■ Problem requirements
Copy out the lines below word for word, changing nothing.

■ Items

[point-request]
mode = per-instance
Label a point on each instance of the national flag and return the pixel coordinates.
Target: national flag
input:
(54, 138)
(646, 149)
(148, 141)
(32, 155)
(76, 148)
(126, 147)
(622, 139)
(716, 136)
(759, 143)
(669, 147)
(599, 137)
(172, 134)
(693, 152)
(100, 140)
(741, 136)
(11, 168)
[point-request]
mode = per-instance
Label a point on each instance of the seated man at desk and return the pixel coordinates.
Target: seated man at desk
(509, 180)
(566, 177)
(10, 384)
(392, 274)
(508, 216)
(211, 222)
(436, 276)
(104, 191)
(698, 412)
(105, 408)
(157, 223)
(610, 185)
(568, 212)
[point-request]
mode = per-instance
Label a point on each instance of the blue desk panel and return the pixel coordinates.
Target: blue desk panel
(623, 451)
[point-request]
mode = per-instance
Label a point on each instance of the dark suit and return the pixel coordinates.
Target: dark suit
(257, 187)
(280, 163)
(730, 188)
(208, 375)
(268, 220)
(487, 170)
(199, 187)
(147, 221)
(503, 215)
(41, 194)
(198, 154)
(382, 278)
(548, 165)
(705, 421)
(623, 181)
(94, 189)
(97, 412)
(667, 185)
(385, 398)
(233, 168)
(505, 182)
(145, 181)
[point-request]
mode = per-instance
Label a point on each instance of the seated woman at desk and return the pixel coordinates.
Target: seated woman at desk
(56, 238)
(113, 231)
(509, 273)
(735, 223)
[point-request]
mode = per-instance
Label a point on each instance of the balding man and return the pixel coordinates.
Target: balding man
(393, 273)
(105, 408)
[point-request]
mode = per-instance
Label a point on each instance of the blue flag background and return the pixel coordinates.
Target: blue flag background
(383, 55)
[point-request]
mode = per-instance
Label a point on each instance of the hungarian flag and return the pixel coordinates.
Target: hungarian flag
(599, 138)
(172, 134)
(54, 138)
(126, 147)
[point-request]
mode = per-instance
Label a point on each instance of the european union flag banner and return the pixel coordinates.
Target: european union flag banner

■ Result
[point-request]
mode = per-instance
Label a point on each instance of the national flag and return the pixel coordinates.
Target: national flag
input:
(54, 138)
(646, 149)
(148, 141)
(32, 155)
(76, 148)
(126, 147)
(622, 139)
(716, 136)
(759, 143)
(669, 147)
(599, 137)
(172, 134)
(693, 152)
(100, 140)
(741, 136)
(11, 168)
[point-request]
mode = per-instance
Label a point on each instance of the seated man at desk and return the pixel coordinates.
Target: seated man at desk
(509, 180)
(566, 177)
(10, 384)
(392, 274)
(508, 216)
(211, 222)
(436, 276)
(104, 191)
(698, 412)
(105, 408)
(157, 223)
(610, 185)
(568, 212)
[point-request]
mode = per-instance
Label a point on each instance of the blue desk panel and return the pixel coordinates.
Target: blue desk panel
(623, 451)
[point-request]
mode = per-instance
Label a point on each instance of the dark suit and return the pixel coordinates.
Target: dark suit
(257, 187)
(280, 163)
(730, 188)
(208, 375)
(268, 220)
(487, 170)
(199, 187)
(147, 221)
(503, 215)
(41, 194)
(198, 154)
(382, 278)
(548, 165)
(705, 421)
(623, 181)
(94, 189)
(97, 412)
(667, 185)
(385, 398)
(233, 168)
(505, 182)
(145, 181)
[point-request]
mode = per-instance
Label a point on each instance of the seated woman at desk and return the pixel coordinates.
Target: seated woman at desk
(56, 238)
(113, 231)
(509, 273)
(735, 223)
[point-request]
mode = per-instance
Label a point on each instance of the balding man and return the pixel coordinates.
Target: balding man
(393, 273)
(105, 408)
[point-request]
mode = per-instance
Label a point on each instance of the blue flag background and return the pixel coordinates.
Target: blue flag background
(383, 55)
[point-request]
mode = per-instance
Label a point on each instance of the hungarian flag and return the pixel coordinates.
Target: hungarian flag
(599, 138)
(172, 134)
(54, 138)
(126, 147)
[point-request]
mode = per-instance
Label a point on each instance of the european union flag banner and return the pixel coordinates.
Target: european union flag banner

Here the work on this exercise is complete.